[Task description]
Write each line out exactly, leaving none out.

[Entries]
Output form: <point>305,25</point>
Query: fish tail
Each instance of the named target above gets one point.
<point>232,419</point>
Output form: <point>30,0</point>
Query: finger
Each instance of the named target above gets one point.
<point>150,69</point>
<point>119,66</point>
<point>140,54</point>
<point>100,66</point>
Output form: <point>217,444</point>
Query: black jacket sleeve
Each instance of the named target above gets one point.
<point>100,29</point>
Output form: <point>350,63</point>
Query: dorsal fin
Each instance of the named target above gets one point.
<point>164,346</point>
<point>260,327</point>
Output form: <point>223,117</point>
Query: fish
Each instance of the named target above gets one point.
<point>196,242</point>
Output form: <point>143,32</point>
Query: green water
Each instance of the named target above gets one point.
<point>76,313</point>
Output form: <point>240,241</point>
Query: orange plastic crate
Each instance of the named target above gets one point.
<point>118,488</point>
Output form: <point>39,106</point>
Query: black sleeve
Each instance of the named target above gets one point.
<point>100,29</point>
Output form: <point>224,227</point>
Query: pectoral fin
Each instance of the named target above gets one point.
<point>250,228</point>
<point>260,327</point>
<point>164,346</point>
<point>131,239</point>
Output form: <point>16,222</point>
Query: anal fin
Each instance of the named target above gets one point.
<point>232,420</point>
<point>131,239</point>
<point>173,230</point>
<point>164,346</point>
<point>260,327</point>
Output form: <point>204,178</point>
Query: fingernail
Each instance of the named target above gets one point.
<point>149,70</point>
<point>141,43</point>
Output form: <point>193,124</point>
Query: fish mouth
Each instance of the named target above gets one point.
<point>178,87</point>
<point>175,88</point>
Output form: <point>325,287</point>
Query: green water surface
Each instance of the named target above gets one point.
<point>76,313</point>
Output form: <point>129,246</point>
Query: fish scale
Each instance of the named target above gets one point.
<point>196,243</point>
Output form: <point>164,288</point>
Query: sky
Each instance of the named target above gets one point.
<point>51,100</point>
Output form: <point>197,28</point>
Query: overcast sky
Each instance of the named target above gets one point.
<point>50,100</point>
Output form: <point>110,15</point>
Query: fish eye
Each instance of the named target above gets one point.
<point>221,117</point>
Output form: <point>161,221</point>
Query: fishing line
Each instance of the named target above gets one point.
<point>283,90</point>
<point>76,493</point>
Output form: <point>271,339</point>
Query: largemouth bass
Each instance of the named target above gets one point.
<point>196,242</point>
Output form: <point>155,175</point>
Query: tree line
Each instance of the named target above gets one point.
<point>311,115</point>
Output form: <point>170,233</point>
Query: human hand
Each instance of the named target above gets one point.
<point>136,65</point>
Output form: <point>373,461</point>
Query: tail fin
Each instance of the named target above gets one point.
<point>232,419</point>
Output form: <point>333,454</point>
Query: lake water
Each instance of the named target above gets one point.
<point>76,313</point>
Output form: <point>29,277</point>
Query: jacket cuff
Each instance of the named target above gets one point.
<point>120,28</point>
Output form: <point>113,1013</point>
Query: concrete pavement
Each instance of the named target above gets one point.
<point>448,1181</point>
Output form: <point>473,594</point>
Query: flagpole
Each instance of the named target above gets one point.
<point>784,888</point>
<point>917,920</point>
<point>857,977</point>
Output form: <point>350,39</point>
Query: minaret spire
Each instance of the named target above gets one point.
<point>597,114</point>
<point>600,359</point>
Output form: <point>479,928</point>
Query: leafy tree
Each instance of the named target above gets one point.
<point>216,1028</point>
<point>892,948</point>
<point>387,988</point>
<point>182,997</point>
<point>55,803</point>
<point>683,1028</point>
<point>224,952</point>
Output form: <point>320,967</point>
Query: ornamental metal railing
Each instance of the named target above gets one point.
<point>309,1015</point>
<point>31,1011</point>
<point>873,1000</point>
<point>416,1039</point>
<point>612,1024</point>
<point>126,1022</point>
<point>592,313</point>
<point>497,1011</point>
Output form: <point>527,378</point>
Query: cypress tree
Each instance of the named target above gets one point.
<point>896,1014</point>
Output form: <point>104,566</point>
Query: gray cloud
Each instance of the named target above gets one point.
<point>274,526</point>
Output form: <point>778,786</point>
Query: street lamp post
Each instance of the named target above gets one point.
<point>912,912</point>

[Answer for the task]
Output form: <point>305,25</point>
Query: fish tail
Each instance of the named target above gets one point.
<point>232,419</point>
Output form: <point>30,0</point>
Query: finger
Each instance of the named target above gets one point.
<point>150,69</point>
<point>119,66</point>
<point>140,54</point>
<point>100,66</point>
Output form: <point>217,444</point>
Query: black jacket sleeve
Each instance of the named target above gets one point.
<point>100,29</point>
Output form: <point>350,63</point>
Query: dorsal fin
Each instance of the named target above gets one point.
<point>164,346</point>
<point>260,327</point>
Output form: <point>223,117</point>
Query: fish
Each instance of the named target above gets one point.
<point>196,242</point>
Output form: <point>143,32</point>
Query: green water
Each instance of the named target above gets one point.
<point>76,313</point>
Output form: <point>240,241</point>
Query: orange plastic crate
Each instance of the named target above gets one point.
<point>118,488</point>
Output form: <point>39,106</point>
Query: black sleeve
Each instance of the named target above gets one point.
<point>100,29</point>
Output form: <point>224,227</point>
Query: pectoral fin
Each instance of the named target above gets one point.
<point>250,228</point>
<point>260,327</point>
<point>164,346</point>
<point>131,239</point>
Output form: <point>16,222</point>
Query: anal fin
Each instance of the named target above gets one point.
<point>232,420</point>
<point>131,239</point>
<point>173,230</point>
<point>164,346</point>
<point>260,327</point>
Output form: <point>204,178</point>
Query: fingernail
Each instance of the named target above gets one point.
<point>149,70</point>
<point>141,43</point>
Output form: <point>193,124</point>
Query: fish mouth
Each instance of the named target above gets one point.
<point>178,87</point>
<point>175,88</point>
Output form: <point>325,287</point>
Query: green water surface
Each instance of the named target above gets one point.
<point>76,313</point>
Output form: <point>129,246</point>
Query: fish scale
Each instance of the named target above gets one point.
<point>196,243</point>
Output form: <point>164,288</point>
Query: sky
Each instance of the named target above gets one point.
<point>51,100</point>
Output form: <point>197,28</point>
Query: overcast sky
Each instance of the named target above gets one point.
<point>50,100</point>
Output form: <point>110,15</point>
Query: fish eye
Each instance of the named target above gets one point.
<point>221,117</point>
Output form: <point>161,221</point>
Query: fishing line
Each instance of the named target above gets one point.
<point>283,90</point>
<point>76,493</point>
Output form: <point>271,339</point>
Query: largemouth bass
Each instance of the named target above gets one point.
<point>196,242</point>
Output form: <point>155,175</point>
Query: tree line
Each instance of the named target above gets one point.
<point>311,115</point>
Output form: <point>170,233</point>
Query: human hand
Each instance of the named target above gets one point.
<point>136,65</point>
Output form: <point>373,461</point>
Query: tail fin
Each instance of the named target above gets one point.
<point>232,419</point>
Output form: <point>333,454</point>
Query: lake water
Each instance of the named target above gets one point.
<point>76,313</point>
Output form: <point>29,277</point>
Query: jacket cuff
Each instance of the named target above gets one point.
<point>120,28</point>
Output form: <point>113,1013</point>
Query: concrete pavement
Each instance of the named target above gets one point.
<point>448,1181</point>
Output form: <point>473,594</point>
Query: flagpole
Each instance of the named target above gets one point.
<point>784,888</point>
<point>917,920</point>
<point>857,977</point>
Output form: <point>350,39</point>
Query: minaret spire
Each instance of the named target above gets one point.
<point>597,114</point>
<point>600,359</point>
Output form: <point>479,928</point>
Query: leafy tree
Each instance of the named target above gets one point.
<point>216,1028</point>
<point>892,948</point>
<point>387,988</point>
<point>182,997</point>
<point>55,803</point>
<point>683,1028</point>
<point>224,952</point>
Output form: <point>320,967</point>
Query: ornamental metal railing
Each instance of the named target above gets one point.
<point>309,1015</point>
<point>31,1011</point>
<point>873,1000</point>
<point>416,1039</point>
<point>612,1024</point>
<point>126,1022</point>
<point>592,313</point>
<point>497,1011</point>
Output form: <point>527,378</point>
Query: cypress tree
Each instance of the named target above gets one point.
<point>896,1014</point>
Output form: <point>104,566</point>
Query: gray cloud
Each instance of the named target above gets one point.
<point>274,526</point>
Output form: <point>778,786</point>
Query: street lamp post
Each instance of the named target above gets one point.
<point>912,912</point>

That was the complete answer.